Passage to read -
*** Block opens ***
The dad-of-five was rushed to hospital by ambulance where eye specialists assessed the injury, gave him pain relief and he underwent eye irrigation.

The procedure involves saline eyewash solution being flushed around the eyeball via tubes inserted inside the eyelids.

Footage, filmed by his 37-year-old medical technician wife Katie Henderson, shows William undergoing the grim-looking procedure that he credits, along with wearing his glasses, for saving his sight.

Now he is urging anyone who works with highly corrosive materials to never be 'complacent' and always wear the right safety equipment.

William, from North Carolina, US, said: "It was extremely painful from the very beginning.

"It felt like my face was instantly on fire. At the same time, it felt like my face was shrinking. It took off the first layer of skin on my lips immediately.

"I had two colleagues with me, but they were in another room. As soon as it happened I was just screaming and they came running.
*** Block closes ***
The data -
*** Block opens ***
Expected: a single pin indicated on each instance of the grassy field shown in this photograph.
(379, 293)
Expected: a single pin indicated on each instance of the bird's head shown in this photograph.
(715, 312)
*** Block closes ***
What to work on -
(a) List the actions taken for William at the hospital by the eye specialists, as stated in the eye-injury passage.
(b) Output the part of the eye-injury passage starting at "The dad-of-five was" and ending at "my lips immediately.".
The data plays no part in these tasks.

Activity answers -
(a)
- Assessed the injury
- Gave him pain relief
- Performed eye irrigation

(b)
The dad-of-five was rushed to hospital by ambulance where eye specialists assessed the injury, gave him pain relief and he underwent eye irrigation.

The procedure involves saline eyewash solution being flushed around the eyeball via tubes inserted inside the eyelids.

Footage, filmed by his 37-year-old medical technician wife Katie Henderson, shows William undergoing the grim-looking procedure that he credits, along with wearing his glasses, for saving his sight.

Now he is urging anyone who works with highly corrosive materials to never be 'complacent' and always wear the right safety equipment.

William, from North Carolina, US, said: "It was extremely painful from the very beginning.

"It felt like my face was instantly on fire. At the same time, it felt like my face was shrinking. It took off the first layer of skin on my lips immediately.